Suas tarefas:
• A. No trecho sobre os juros bancários no Brasil, a quanto correspondia o endividamento das famílias em abril de 2015?
• B. Escreva a continuação do trecho sobre os juros bancários no Brasil, começando logo após a última frase.

Trecho do texto:
|---|
Para o professor, esse controle e financeirização da economia resultou numa dinâmica que hoje multiplica um sistema de quebradeira nos mais variados países: “O que hoje está acontecendo na Grécia, antes aconteceu no sudeste asiático e, antes disso, no México; também já aconteceu na Argentina”.

Com essa introdução sobre economia mundial, o professor abordou, em sua palestra, os desafios à consolidação do estado social democrático na América Latina.Também participou da mesa o ex-ministro de Relações Internacionais do governo Lula, o diplomata Celso Amorim.

“Contribuição” dos bancos
Ladislau Dowbor destacou o papel dos bancos na crise brasileira, a partir de dados do Banco Central sobre o endividamento das famílias: em 2005 correspondia a 19,3% da renda; em abril de 2015 pulou para 46,5% da renda. “Isso trava a economia”, argumentou, lembrando os exorbitantes juros bancários no país. “Um crediário no Brasil tem 100% de juros; na Europa é 13%. O rotativo do cartão de crédito alcança em média 300% ao ano. O cheque especial no Brasil chega a 200% ao ano, enquanto que na Espanha é 0% até seis meses. Hoje temos mais de R$ 20 bilhões empatados em dívidas de gente que está pagando cheque especial. Ou seja, crediários, cartões de crédito e juros bancários para pessoa física travam a demanda, pois o comprador paga em dobro pelo produto, assim endivida-se muito comprando pouco”, explicou o economista.
|---|
Dados extraídos de uma coleção
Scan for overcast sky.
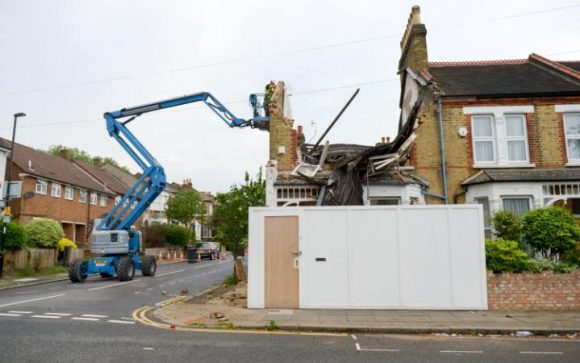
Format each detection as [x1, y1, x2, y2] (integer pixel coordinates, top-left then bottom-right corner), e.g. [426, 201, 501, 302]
[0, 0, 580, 192]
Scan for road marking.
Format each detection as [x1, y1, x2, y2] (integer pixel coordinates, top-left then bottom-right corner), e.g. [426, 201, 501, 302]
[520, 351, 564, 354]
[107, 319, 135, 324]
[155, 270, 185, 277]
[31, 315, 60, 319]
[0, 294, 64, 308]
[71, 317, 99, 321]
[87, 279, 141, 291]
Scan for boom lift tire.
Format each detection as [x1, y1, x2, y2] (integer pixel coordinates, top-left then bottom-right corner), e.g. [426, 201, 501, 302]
[68, 258, 88, 282]
[117, 257, 135, 281]
[141, 256, 157, 276]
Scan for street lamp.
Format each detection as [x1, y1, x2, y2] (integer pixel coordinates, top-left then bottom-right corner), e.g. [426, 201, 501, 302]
[0, 112, 26, 277]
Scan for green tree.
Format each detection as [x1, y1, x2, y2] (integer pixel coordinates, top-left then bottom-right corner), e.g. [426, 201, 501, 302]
[522, 207, 580, 260]
[4, 221, 26, 251]
[165, 189, 205, 239]
[493, 210, 522, 242]
[24, 218, 64, 248]
[212, 168, 266, 255]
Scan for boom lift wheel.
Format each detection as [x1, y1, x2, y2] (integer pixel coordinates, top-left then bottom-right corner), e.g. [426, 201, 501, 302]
[117, 256, 135, 281]
[68, 258, 88, 282]
[141, 256, 157, 276]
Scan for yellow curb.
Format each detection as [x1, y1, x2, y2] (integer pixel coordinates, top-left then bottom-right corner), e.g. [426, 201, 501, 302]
[131, 308, 348, 337]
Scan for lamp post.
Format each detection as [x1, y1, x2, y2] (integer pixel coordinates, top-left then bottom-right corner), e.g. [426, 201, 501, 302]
[0, 112, 26, 277]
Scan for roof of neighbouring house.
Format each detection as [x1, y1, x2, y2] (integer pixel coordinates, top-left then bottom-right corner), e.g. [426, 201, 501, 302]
[74, 161, 129, 194]
[422, 54, 580, 97]
[0, 138, 112, 194]
[461, 168, 580, 186]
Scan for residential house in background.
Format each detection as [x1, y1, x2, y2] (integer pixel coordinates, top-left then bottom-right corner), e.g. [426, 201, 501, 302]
[0, 138, 115, 246]
[399, 7, 580, 236]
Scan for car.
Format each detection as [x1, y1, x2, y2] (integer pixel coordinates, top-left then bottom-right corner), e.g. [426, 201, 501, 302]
[195, 242, 218, 260]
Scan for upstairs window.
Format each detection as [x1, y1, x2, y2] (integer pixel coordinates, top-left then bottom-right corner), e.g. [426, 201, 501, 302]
[79, 189, 87, 203]
[36, 179, 48, 194]
[91, 193, 98, 205]
[50, 183, 62, 198]
[64, 185, 74, 200]
[564, 113, 580, 163]
[472, 116, 496, 163]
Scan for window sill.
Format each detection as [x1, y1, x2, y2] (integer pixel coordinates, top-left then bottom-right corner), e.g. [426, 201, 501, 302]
[472, 163, 536, 169]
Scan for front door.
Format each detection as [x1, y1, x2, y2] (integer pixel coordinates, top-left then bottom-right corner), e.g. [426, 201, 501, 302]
[264, 216, 299, 309]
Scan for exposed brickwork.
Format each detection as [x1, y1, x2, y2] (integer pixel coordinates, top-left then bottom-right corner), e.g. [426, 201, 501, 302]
[487, 271, 580, 310]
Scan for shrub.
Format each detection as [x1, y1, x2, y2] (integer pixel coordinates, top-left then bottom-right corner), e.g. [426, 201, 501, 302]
[163, 224, 191, 247]
[485, 239, 530, 273]
[56, 238, 77, 252]
[24, 218, 64, 248]
[493, 210, 522, 242]
[4, 221, 27, 251]
[522, 207, 580, 259]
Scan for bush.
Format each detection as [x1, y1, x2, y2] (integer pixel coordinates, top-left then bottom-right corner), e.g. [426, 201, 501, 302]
[56, 238, 77, 252]
[4, 221, 27, 251]
[493, 210, 522, 242]
[485, 239, 530, 273]
[163, 224, 191, 247]
[24, 218, 64, 248]
[522, 207, 580, 260]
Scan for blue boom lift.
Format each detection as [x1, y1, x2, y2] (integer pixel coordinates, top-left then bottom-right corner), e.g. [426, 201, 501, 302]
[68, 92, 269, 282]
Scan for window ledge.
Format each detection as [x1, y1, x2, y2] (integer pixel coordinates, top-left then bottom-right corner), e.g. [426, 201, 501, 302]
[472, 163, 536, 169]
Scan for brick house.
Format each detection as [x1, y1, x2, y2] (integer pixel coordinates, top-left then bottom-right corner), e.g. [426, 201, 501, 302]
[398, 7, 580, 235]
[0, 138, 115, 245]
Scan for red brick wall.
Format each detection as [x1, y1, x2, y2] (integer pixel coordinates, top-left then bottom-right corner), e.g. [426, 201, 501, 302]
[487, 271, 580, 310]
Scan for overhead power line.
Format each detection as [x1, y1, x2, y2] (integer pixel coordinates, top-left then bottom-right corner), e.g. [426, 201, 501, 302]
[0, 4, 580, 96]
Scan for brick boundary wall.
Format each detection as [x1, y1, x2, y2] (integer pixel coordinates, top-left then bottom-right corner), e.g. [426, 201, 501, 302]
[487, 270, 580, 310]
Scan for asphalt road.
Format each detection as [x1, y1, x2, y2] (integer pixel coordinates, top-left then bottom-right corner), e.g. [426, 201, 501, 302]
[0, 261, 580, 363]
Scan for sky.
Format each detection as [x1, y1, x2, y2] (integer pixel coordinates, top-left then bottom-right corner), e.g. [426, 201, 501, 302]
[0, 0, 580, 193]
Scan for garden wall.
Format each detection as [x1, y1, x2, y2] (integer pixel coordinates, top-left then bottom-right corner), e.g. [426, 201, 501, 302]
[487, 270, 580, 310]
|---|
Respostas fornecidas:
• A. A 46,5% da renda.

• B.
Também criticou os altos juros para pessoas jurídicas. “Para completar esse quadro, a alta da Selic provoca a transferência de centenas de bilhões dos nossos impostos para os bancos, o que trava a capacidade do Estado de investir em infraestrutura e expandir políticas sociais”, disse, referindo-se aos títulos da dívida pública, indexados pela Selic. “Assim, completa-se o quadro dessa bandidagem absolutamente fenomenal que está drenando recursos do nosso país”, completou.

Interesses na crise
Dowbor lembrou os avanços sociais que o país teve nos últimos anos, com o IDH (Índice de Desenvolvimento Humano) crescendo 31% entre 1980 (0,549) e 2011 (0,718), desempenho que foi puxado pelo aumento na expectativa de vida (de 62,5 anos para 73,5 anos), pela melhora na média de anos de escolaridade (4,6 anos a mais) e pelo crescimento da renda nacional bruta per capita (quase 40% entre 1980 e 2011). “E vamos dizer que o país está quebrado?”, questionou.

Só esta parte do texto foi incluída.